BOSTON -- So maybe it never comes to this, Tommy Hottovy walking into the Red Sox clubhouse with what catcher Jarrod Saltalamacchia called one of the biggest smiles he has ever seen, then jogging from the bullpen to the mound for his big-league debut Friday night, if Tom and Linda Hottovy had not been there the traumatic day he vowed he would never pitch again.
This was back home in Parkville, Mo., just north of Kansas City. Tommy Hottovy was 6 at the time, pitching in a kids’ game. He hit one batter with a pitch, then the next one, too, and then he was crying. The coach came to the mound to ask what was wrong.
“I know how much that hurts,’’ the inconsolable child said. “I don’t want to pitch anymore because I hurt them.’’
Linda Hottovy is smiling broadly as she tells the story. “All the way driving home,’’ she said, “I remember him crying, ‘I’ll never pitch again.’ ’’
The moment passed. Tommy Hottovy got back on the mound and has refused to abandon it ever since, through parts of six seasons stuck in Double-A and a year’s absence from the game brought on by Tommy John elbow reconstruction surgery.
Was there ever a time he lost hope?
“Not Tommy Hottovy,’’ Linda Hottovy said.

What the task requires
Reproduce the Tommy Hottovy passage in full, word for word. The rows that follow were taken from a separate source.

Provided material

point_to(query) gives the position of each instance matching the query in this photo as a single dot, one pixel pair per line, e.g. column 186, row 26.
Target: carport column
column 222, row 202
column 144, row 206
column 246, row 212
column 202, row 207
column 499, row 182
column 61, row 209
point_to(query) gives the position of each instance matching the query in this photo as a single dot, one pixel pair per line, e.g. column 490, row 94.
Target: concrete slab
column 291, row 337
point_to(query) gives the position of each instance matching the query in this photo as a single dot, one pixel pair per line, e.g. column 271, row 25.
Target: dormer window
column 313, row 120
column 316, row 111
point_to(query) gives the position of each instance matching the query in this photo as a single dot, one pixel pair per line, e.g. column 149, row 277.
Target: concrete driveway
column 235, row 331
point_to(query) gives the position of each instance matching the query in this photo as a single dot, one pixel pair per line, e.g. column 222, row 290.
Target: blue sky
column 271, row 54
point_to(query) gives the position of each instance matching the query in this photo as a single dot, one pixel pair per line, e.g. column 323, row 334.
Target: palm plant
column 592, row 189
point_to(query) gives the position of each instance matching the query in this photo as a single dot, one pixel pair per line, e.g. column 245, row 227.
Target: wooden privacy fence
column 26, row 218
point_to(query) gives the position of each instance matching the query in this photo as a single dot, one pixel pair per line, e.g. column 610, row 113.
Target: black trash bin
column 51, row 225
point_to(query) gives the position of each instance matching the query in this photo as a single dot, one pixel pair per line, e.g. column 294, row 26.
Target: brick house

Answer box
BOSTON -- So maybe it never comes to this, Tommy Hottovy walking into the Red Sox clubhouse with what catcher Jarrod Saltalamacchia called one of the biggest smiles he has ever seen, then jogging from the bullpen to the mound for his big-league debut Friday night, if Tom and Linda Hottovy had not been there the traumatic day he vowed he would never pitch again.
This was back home in Parkville, Mo., just north of Kansas City. Tommy Hottovy was 6 at the time, pitching in a kids’ game. He hit one batter with a pitch, then the next one, too, and then he was crying. The coach came to the mound to ask what was wrong.
“I know how much that hurts,’’ the inconsolable child said. “I don’t want to pitch anymore because I hurt them.’’
Linda Hottovy is smiling broadly as she tells the story. “All the way driving home,’’ she said, “I remember him crying, ‘I’ll never pitch again.’ ’’
The moment passed. Tommy Hottovy got back on the mound and has refused to abandon it ever since, through parts of six seasons stuck in Double-A and a year’s absence from the game brought on by Tommy John elbow reconstruction surgery.
Was there ever a time he lost hope?
“Not Tommy Hottovy,’’ Linda Hottovy said.